#### What is needed
Answer these from the column below on CIA snooping:
(a) Before what group did Brennan deny the hacking in March?
(b) What share of respondents in the Gallup survey called "big government" the biggest future threat?
(c) What primary did Ben Sasse win?

WASHINGTON, August 2, 2014 — CIA director John Brennan is in the business of keeping secrets. And so, it was in secret that Brennan apologized to Senate worthies last Thursday for his agency’s hacking into computers employed by congressional watchers to watch, well, Brennan’s watchers.
Last March, Brennan denied that his agency spied on the world’s most exclusive club. “As far as allegations of hacking into Senate computers, nothing could be further from the truth,” said Brennan in remarks made before the Council on Foreign Relations. “We wouldn’t do that. I mean, that’s just beyond the scope of reason.”
It seems no one is secure from the “scope” of government snooping. Not even the government.
Since former NSA contractor Edward Snowden revealed the existence of a massive domestic surveillance program (PRISM), a majority of Americans now feel their freedoms are endangered. A Gallup survey released last December found 72% of respondents believe “big government” is “the biggest threat to the country in the future.” And the Pew Research Center found that those polled among “22 of 36 countries surveyed… are significantly less likely to believe the U.S. government respects the personal freedoms of its citizens.”
This is quite an accomplishment for our current president who condemned his predecessor at a 2007 campaign fundraiser, saying, “I was a constitutional law professor, which means unlike the current president, I actually respect the Constitution.”
President Obama, like most American politicians, pays lip service to the document he swore to “preserve, protect and defend.”
In his book “On Constitutional Disobedience,” Louis Michael Seidman says Americans should question the authority of constitutional constraints on government.
“As free citizens, we have a right to be provided with a reason before such power is exercised. But people exercising the power of constitutionalism are usually excused from obligation to provide reasons for why we should be bound by constitutional commitments… We could all embrace the Constitution if we read it as a work of art, designed to evoke a mood or emotion, rather than as a legal document commanding specific outcomes.”
That, unfortunately, is the prevailing view among the leaders of America’s two major political parties.
Tea Party candidates have distinguished themselves from the herd by proclaiming the merits of the Constitution’s limited, enumerated powers.
Ben Sasse, a Tea Party favorite, who won Nebraska’s GOP primary for U.S. Senate last May, accused President Obama of igniting a “constitutional crisis” by amending his signature health care law through executive action.

#### Extracted records

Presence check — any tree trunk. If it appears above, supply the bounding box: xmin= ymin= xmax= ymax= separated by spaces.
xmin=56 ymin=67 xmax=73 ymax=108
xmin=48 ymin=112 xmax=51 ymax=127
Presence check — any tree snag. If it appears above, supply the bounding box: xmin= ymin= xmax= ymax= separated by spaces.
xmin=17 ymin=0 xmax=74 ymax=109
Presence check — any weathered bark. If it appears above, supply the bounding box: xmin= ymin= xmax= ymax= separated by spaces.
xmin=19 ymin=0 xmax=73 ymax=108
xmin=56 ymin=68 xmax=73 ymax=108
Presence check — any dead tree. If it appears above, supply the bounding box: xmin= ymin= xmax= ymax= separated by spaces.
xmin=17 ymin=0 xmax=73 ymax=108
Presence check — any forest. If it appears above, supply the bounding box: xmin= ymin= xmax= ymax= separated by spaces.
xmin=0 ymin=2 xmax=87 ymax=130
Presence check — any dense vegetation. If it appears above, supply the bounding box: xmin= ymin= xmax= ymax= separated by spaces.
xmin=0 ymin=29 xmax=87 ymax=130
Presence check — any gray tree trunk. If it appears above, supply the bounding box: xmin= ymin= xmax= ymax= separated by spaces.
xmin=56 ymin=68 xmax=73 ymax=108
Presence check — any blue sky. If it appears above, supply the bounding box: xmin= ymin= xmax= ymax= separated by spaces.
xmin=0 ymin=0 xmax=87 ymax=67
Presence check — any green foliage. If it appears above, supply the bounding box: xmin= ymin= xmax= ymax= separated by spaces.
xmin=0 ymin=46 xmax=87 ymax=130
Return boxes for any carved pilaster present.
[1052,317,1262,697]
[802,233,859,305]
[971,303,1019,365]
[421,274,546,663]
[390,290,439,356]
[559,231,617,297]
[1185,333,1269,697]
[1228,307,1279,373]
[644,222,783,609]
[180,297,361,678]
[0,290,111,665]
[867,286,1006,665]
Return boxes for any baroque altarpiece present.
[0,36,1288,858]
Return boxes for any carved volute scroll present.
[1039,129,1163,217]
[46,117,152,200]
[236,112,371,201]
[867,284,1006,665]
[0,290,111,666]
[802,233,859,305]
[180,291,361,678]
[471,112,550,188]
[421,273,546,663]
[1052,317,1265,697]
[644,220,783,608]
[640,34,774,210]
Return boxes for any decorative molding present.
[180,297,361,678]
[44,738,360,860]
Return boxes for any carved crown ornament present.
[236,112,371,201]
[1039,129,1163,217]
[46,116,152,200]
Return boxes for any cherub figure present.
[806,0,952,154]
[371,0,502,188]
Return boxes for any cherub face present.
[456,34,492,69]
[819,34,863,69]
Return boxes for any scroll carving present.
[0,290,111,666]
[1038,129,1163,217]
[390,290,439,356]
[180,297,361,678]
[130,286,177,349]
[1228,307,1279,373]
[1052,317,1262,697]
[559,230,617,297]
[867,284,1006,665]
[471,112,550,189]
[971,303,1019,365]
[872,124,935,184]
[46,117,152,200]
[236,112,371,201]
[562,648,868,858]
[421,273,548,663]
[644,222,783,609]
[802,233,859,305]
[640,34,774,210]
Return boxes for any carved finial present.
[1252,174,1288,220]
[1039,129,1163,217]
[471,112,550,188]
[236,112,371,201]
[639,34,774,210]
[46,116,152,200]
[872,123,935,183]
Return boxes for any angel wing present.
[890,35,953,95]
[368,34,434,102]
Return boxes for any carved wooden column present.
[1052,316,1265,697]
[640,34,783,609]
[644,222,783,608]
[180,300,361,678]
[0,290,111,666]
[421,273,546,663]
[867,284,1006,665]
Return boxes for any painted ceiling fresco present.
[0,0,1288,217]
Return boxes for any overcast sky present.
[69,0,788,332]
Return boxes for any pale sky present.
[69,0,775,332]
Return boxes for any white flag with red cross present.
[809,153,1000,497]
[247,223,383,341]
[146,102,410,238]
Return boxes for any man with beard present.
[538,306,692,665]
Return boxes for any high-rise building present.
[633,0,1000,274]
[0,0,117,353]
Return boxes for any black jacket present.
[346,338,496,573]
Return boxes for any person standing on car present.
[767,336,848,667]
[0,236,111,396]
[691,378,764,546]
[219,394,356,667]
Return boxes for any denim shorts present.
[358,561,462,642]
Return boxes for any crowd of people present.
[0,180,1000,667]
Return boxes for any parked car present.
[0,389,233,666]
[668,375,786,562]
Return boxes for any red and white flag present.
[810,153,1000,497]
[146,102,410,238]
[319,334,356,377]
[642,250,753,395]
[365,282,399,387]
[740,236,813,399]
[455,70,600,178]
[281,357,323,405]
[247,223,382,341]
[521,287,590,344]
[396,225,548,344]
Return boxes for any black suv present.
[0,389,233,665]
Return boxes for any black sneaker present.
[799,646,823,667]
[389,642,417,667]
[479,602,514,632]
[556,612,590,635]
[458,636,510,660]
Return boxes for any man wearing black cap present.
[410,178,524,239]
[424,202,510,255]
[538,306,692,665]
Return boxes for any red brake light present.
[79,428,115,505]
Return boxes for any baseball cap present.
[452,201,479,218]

#### Result of the exercise
(a) The Council on Foreign Relations
(b) 72%
(c) Nebraska's GOP primary for U.S. Senate